In a letter dated May 15, 1943, Dietrich Bonhoeffer wrote to his parents from prison: “I read the Psalms every day, as I have done for years; I know them and love them more than any other book.”1

Earlier in the same letter, Bonhoeffer wrote, “One of my predecessors here has scribbled over the cell door, ‘In 100 years it will all be over.’ That was his way of trying to counter the feeling that life spent here is a blank … ‘My time is in your hands’ (Psalm 31) is the Bible’s answer. But in the Bible there is also the question that threatens to dominate everything here: ‘How long, O Lord?’ (Psalm 13).”2

Like Psalm 13 with its opening imploration (“How long, O LORD? Will you forget me forever? How long will you hide your face from me?” [Psalm 13:1]), Psalm 70 is an individual lament that begins with an urgent entreaty for divine intervention: “Be pleased, O God, to deliver me. O LORD, make haste to help me!” (verse 1). In Psalm 70, the psalmist cries out to God for deliverance from enemies, who “seek my life” and “desire to hurt me” (verse 2). The psalmist asks that those people “be put to shame and confusion” and “be turned back and brought to dishonor” (verse 2). Although Psalm 70 includes a moment of hope (“Let all who seek you rejoice and be glad in you. Let those who love your salvation say evermore, ‘God is great!’” [verse 4]), the psalm immediately returns — and ends — with a call for God to act: “But I am poor and needy; hasten to me, O God! You are my help and my deliverer; O LORD, do not delay!” (verse5).

- Location annotation dataset excerpts:
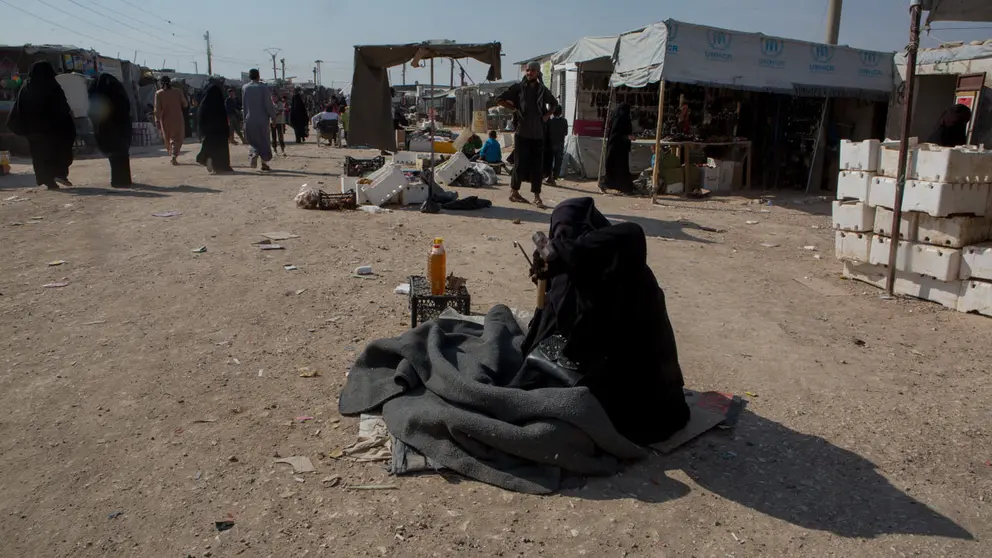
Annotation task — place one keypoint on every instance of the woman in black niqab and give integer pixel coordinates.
(110, 113)
(298, 118)
(41, 113)
(215, 131)
(952, 129)
(604, 300)
(618, 151)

- SHORT TASK 1:
According to the passage on Bonhoeffer and the Psalms, what had one of his predecessors scribbled over the cell door?
- SHORT TASK 2:
Carry on the passage on Bonhoeffer and the Psalms from its final sentence.

- EXERCISE OUTPUT 1:
"In 100 years it will all be over."

- EXERCISE OUTPUT 2:
“Do not delay!” The psalm ends with a final, urgent appeal. There is no recorded divine response, no move to praise.

Of course, there are moments in each of our lives where the words of Psalm 70 could easily be our own words. Moments marked by a desire for divine intervention (and for that divine intervention to happen now, soon, without delay) and a yearning to see those who have done us wrongs shamed and dishonored. And, doubtless, there are moments in our lives when we wish for immediate help and deliverance, but hear no instant answer. In those moments, Psalm 70 provides us with a scriptural basis for lament, for airing our grievances, and for asking for help. Psalm 70 is also a reminder that we might not receive an immediate answer.

But doubtless there are also moments in each of our lives where the urgency of Psalm 70 is not our own, moments when our lives continue in a steady stream of regular days filled with regular concerns. And so, if we hear Psalm 70 read on a Sunday when our lives our rolling along as they normally do, we might not feel particularly connected to this psalm of lament. We might find, instead, that we sit and think of other things, mostly mundane (“Do we need anything from the grocery store?”, “What’s for lunch?”, “What do I need to get done this week?”).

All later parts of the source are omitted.